§ **Requests**
[1] Answer these questions from the project management post:
(a) How many jobs does the Indeed search for "Technical Project Manager" yield?
(b) Besides the 6-pager approach, what rule does the writer use for meetings?
(c) Where does culture start, according to the writer?
[2] In the project management post, take the part that opens with the words containing "Andrew, I am" and closes with "well-calibrated bullshit meter.". Rewrite it with "wrangling" swapped for "managing".
[3] Do these statements agree with the project management post? Answer yes or no for each, quoting the deciding words.
(a) The writer prefers PowerPoint for meetings.
(b) A search for "non-technical project manager" yields 7 jobs.
(c) The writer believes QCI can make incremental changes and wait and see.

§ **Given passage**

I am not a fan of just another meeting, to JAM up my day.

I actually use the Amazonian 6-pager (Links to an external site.)Links to an external site. approach to meetings (4-pagers are OK) and the two-pizza rule (Links to an external site.)Links to an external site..  I can’t stand powerpoint because thinking in bullets causes people to gloss over the details, aka the things that matter in the execution phase, so many meetings feel like the presenter is presenting a powerpoint mindmap which lacks a well-thought-out and detailed narrative.  The ability to write a four to six-page narrative demonstrates a commitment to the idea, the need for a meeting, etc. and prompts participation from others attending the meeting.

 

Andrew, I am seeing an increasing trend by many engineering (software, hardware, cloud, etc.) firms to create a distinction between TPMs (Technical Project Managers) and PMs (Project Managers). Personally, I support the trend because I see it becoming increasingly difficult for a non-technical PMs to demonstrate value; wrangling the developers is getting harder and harder when you lack a well-calibrated bullshit meter.

A quick Indeed search for “Technical Project Manager” yields 1,355 jobs (https://www.indeed.com/jobs?q=%22technical+project+manager%22&l=), a search for “non-technical project manager” yields 7 jobs (https://www.indeed.com/jobs?q=%22non-technical+project+manager%22&l=), and a search for “project manager” yields > 300K results. I think many engineering companies are listing PM roles, but interviewing for TPMs. What do you think?

With regards to QCI do you think the issues at QCI are fixable via the PMO without major organizational and cultural changes? QCI’s business seems unfocused and uncommitted to a particular market segment. What do you think?

References

Job Search | Indeed. (n.d.). Retrieved November 18, 2018, from https://www.indeed.com/

IMO the worst kind of meddling is at work here; empowerment with a lack of executive direction and commitment. QCI suffers from executive expectations with the facade of empowered employees, but the expectation that it will just happen without executive leadership is painful to read. Executive leadership needs to focus the organization and ensure that all QCI employees are working towards the vision and mission of the company; culture starts at the top. If the target market, vision and mission of the organization are not crisp, everyone’s job becomes significantly more difficult.

References

Hubbard, L. (2018, June 26). Why Is Identifying the Target Market so Important to a Company? Retrieved November 18, 2018, from https://smallbusiness.chron.com/identifying-target-market-important-company-76792.html

Dr. Knight, IMO time is the enemy here.  QCI is not in a situation where things will get better with time, they are also not in a situation where they can make incremental changes and wait and see. QCI has a fractured culture that needs to be quickly addressed. Executive leadership needs to marshall change here, identify departmental leadership who is onboard with radically changing the culture and remove any bad actors from the business. The changes need to be swift and effective.

§ **Collected data**

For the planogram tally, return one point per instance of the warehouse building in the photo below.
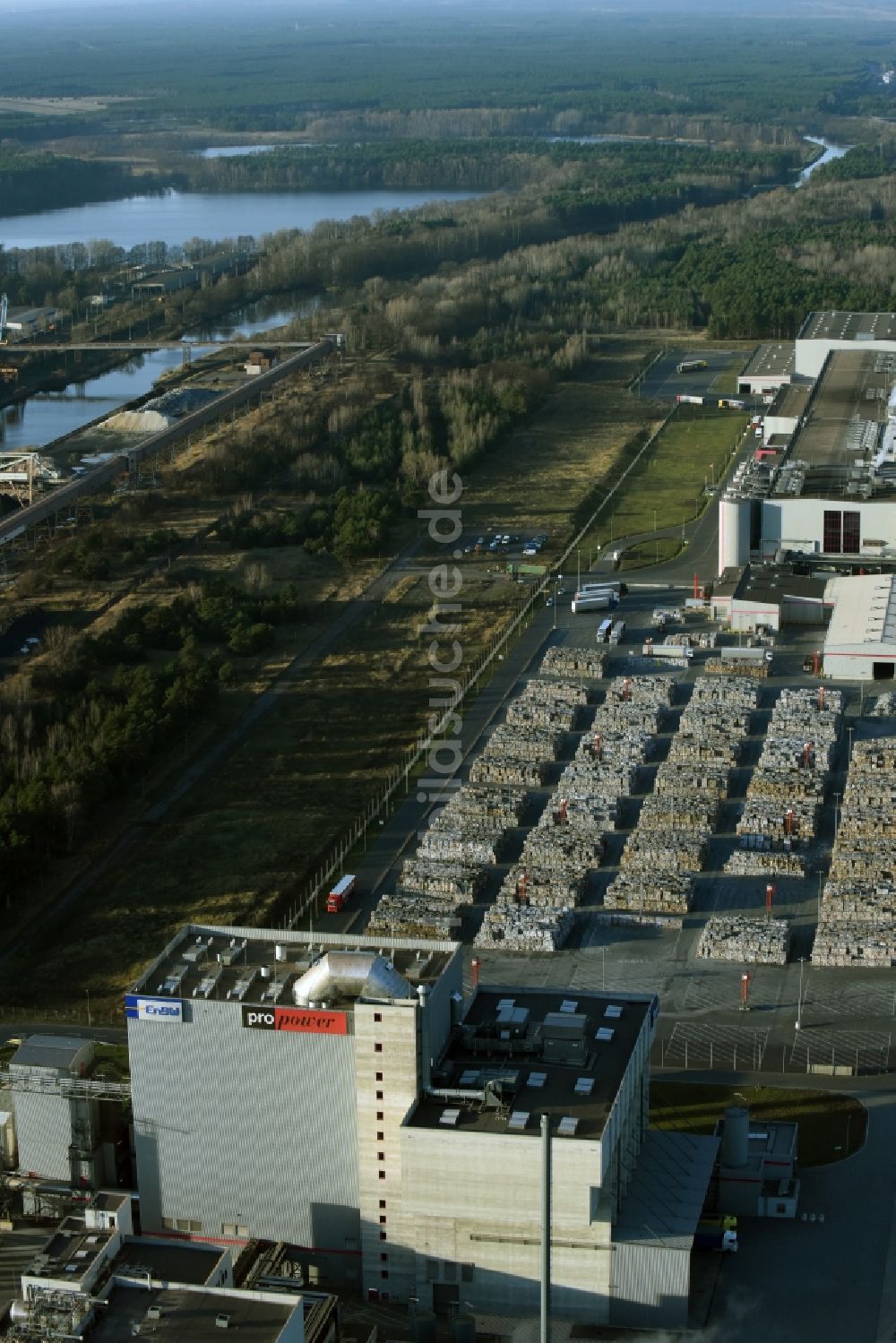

§ **Solutions to the problems**
[1]
(a) 1,355
(b) The two-pizza rule
(c) At the top

[2]
Andrew, I am seeing an increasing trend by many engineering (software, hardware, cloud, etc.) firms to create a distinction between TPMs (Technical Project Managers) and PMs (Project Managers). Personally, I support the trend because I see it becoming increasingly difficult for a non-technical PMs to demonstrate value; managing the developers is getting harder and harder when you lack a well-calibrated bullshit meter.

[3]
(a) No: "I can’t stand powerpoint"
(b) Yes: "a search for “non-technical project manager” yields 7 jobs"
(c) No: "they are also not in a situation where they can make incremental changes and wait and see"